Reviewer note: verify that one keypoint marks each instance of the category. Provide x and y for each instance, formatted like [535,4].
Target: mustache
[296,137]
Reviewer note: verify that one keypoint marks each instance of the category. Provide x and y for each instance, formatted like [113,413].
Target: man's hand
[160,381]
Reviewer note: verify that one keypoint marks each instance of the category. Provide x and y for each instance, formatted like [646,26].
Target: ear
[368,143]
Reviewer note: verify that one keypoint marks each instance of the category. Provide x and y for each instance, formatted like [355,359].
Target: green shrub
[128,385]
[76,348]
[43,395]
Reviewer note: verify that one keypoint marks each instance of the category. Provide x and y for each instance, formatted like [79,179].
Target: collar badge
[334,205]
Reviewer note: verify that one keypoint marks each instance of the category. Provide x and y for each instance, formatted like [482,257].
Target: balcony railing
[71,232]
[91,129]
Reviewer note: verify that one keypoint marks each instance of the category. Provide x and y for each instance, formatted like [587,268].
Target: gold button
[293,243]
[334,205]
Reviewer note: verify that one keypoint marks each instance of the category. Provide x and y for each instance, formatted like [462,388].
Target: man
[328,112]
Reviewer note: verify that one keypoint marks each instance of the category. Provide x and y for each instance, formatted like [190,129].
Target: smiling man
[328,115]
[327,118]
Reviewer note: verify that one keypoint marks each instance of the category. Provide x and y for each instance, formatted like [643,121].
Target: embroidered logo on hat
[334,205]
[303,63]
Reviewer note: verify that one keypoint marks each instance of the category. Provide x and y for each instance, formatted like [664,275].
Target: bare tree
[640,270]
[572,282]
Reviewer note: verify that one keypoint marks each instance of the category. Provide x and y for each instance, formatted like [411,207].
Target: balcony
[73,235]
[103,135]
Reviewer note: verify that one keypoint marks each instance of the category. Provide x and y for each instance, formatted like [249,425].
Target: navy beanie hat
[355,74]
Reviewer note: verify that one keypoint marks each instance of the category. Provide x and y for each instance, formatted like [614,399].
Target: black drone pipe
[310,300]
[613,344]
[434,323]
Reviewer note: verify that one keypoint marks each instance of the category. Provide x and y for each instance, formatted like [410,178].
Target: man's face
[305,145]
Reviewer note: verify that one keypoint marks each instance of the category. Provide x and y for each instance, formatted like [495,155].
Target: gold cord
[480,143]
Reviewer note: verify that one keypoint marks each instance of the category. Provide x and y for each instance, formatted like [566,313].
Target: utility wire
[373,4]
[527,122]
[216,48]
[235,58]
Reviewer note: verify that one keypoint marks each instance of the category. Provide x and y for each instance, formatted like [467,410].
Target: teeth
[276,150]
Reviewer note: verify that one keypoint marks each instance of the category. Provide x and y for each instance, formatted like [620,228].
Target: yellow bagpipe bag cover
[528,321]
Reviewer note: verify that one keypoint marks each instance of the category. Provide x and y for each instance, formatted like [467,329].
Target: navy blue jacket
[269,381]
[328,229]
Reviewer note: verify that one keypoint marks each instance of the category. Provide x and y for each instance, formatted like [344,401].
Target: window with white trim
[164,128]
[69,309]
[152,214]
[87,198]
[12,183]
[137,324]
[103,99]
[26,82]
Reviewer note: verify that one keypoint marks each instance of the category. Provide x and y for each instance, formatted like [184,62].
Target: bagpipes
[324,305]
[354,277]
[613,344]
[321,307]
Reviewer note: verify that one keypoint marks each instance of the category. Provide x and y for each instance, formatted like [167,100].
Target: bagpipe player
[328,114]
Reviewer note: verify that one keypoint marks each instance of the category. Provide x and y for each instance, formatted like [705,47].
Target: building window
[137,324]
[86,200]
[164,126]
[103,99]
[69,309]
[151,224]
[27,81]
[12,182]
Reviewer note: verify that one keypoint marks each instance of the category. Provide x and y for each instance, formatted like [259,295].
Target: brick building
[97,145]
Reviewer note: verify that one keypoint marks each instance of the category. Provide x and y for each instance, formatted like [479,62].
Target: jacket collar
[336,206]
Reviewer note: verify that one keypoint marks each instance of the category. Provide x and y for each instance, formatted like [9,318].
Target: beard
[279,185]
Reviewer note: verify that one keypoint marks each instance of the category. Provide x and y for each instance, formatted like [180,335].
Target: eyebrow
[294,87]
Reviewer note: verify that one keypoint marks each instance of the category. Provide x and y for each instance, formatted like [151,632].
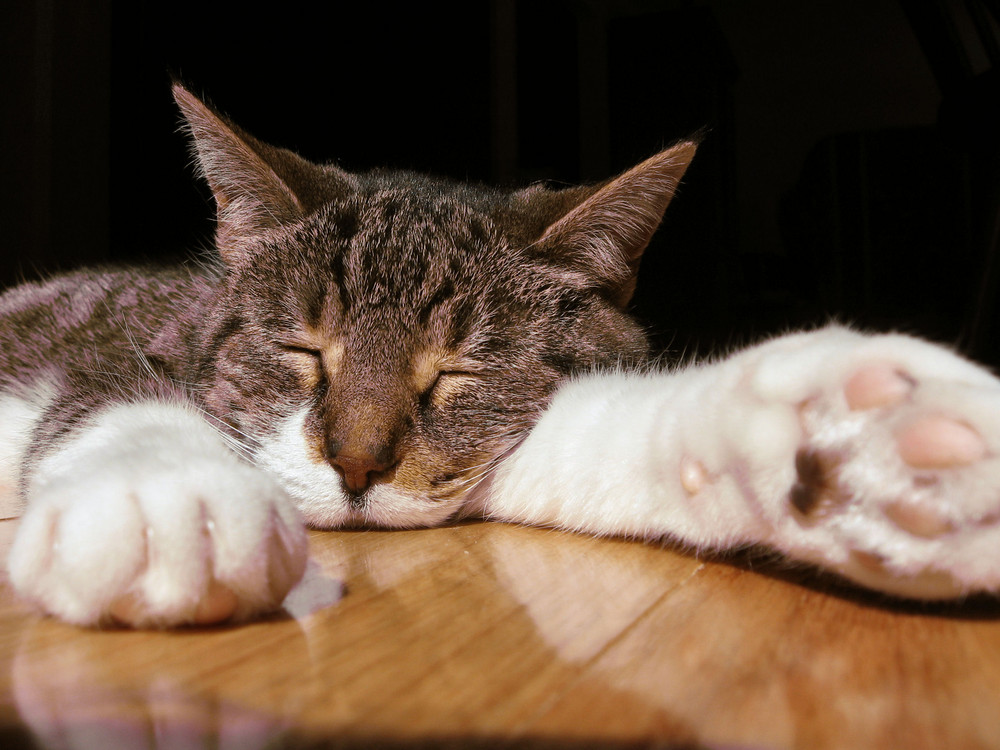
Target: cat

> **Work required**
Return to the listing above and set it down exactly, leaving out its pictures.

> **Answer to this problem**
Reviewer note: verify that one keypoint marks each instance of the category. Provide x and y for each instance, formatted like [535,4].
Target: mustache
[296,137]
Reviewer note: verify that one keypoint marks each instance of the category. Provide x and y for each instance, formatted like [113,413].
Target: man's hand
[160,381]
Reviewer note: verify that one keypoint marks each instance of the category. Provide x and y for each instance, formatted like [646,26].
Target: ear
[368,143]
Reviewer note: verify that one keypoint marks each instance of the category. Provide x and y for each instance, formatted like [355,359].
Target: green shrub
[128,385]
[76,348]
[43,395]
Reviewer note: verify that one keypoint marks each instance of the category. Provide x and y for each instance, formatted like [79,179].
Target: collar badge
[334,205]
Reviewer note: verify that one keypoint marks each instance of the category. Provide x and y for each instance, formatted like [482,257].
Target: balcony railing
[71,232]
[91,129]
Reviewer note: verify that one keypoint marks each instance of the category. Provide x and y for each instance, formatted like [587,268].
Target: gold button
[293,243]
[334,205]
Reviewer note: verify that one keypoint marks each instance of the category. Provide x and y for each instance, formatted like [462,388].
Target: man
[328,112]
Reviewer note: verify that one keypoint marks each instance of the category. Provide x and y for each instance, formatted like [190,129].
Target: smiling man
[328,115]
[327,118]
Reviewer note: verify that one keypoint marks each instance of the category. Provide x and y for each instance, formatted like [643,121].
Target: embroidered logo on hat
[334,205]
[303,63]
Reviewer note: verify that one keypoint marks each instance of the category. Provide x and y for each instance, formatted like [664,275].
Target: bare tree
[640,270]
[572,282]
Reviewer note: verify that one keypoint marks each instance of the category. Provide x and y for each instance, formatted like [411,207].
Target: balcony
[73,235]
[103,135]
Reviewer note: verify that one keypoint marks each instance of the category. Provide x and y for each instance, formatted like [249,425].
Target: navy beanie hat
[355,74]
Reviewer note: verify that one keypoint marks each instance of the category. Provide x and y for each instance, formatted like [614,399].
Target: black drone pipe
[310,300]
[613,344]
[434,323]
Reviewer note: verify that one keypoint marks each instance of the category. Provide x and y for each instance, formatted like [410,178].
Target: man's face
[305,145]
Reviewer note: verify that one keypoint marks each instance of the category. Provide x and y for each instance, formatted like [495,155].
Target: gold cord
[480,143]
Reviewer note: verify that one keypoint marks each instance of the category. Provide x and y for each instance, formatted like [566,313].
Target: utility wire
[373,4]
[527,122]
[216,48]
[235,58]
Reviewer note: verify that one keypoint marks each instance of the category. Provide x and y for each instance, formatted like [467,410].
Target: teeth
[276,150]
Reviewer note: verify that one keypoint marks each instance of the category. Provide x and y for each instance, formatted like [620,228].
Target: yellow bagpipe bag cover
[528,321]
Reviewer note: verify that one keypoint marks each instance of the category. Provide x and y for each instance, formatted like [467,329].
Target: navy blue jacket
[269,381]
[328,229]
Reviewer note: verify that one keypoint marks each instance of the category. Provide x and y for each instance, formatted like [344,401].
Target: window with white trim
[164,128]
[69,309]
[152,214]
[87,198]
[12,183]
[137,324]
[103,99]
[26,82]
Reviewer note: verify that one keypoint marks each instance of the category. Provide x and y for each instance, formatted like [184,62].
Target: bagpipes
[324,305]
[354,277]
[613,344]
[321,307]
Reviewer note: verify that one keypoint marks each instance of the category. Provide x and y for each instance, formatted like [167,100].
Target: bagpipe player
[328,114]
Reviewer note: verify that one keypoint marks each instance of the category. Provide x and y for each instance, formatted like [705,47].
Target: building window
[137,324]
[86,200]
[164,126]
[103,99]
[69,309]
[151,224]
[27,81]
[12,182]
Reviewer note: verify that one keypoint marks each instance of the category. Provide x and y for each instance, formatted like [259,295].
Target: brick building
[97,145]
Reviewer note: verify that one keypoint marks each instance of the category. Provide x and y for each instance, formatted like [479,62].
Target: jacket collar
[336,206]
Reviewer note: verify that one keypoint marks each instance of the category. Provide x and y for each instance, formatted like [9,318].
Target: beard
[279,185]
Reviewer note: verify that one keypoint marks each instance of the category. Provide x and y for each instance, formatted like [180,335].
Target: eyebrow
[294,87]
Reviewer note: verify that one keypoint marks each instance of the category. Provide x and y for each instance, formatted like [151,632].
Target: cat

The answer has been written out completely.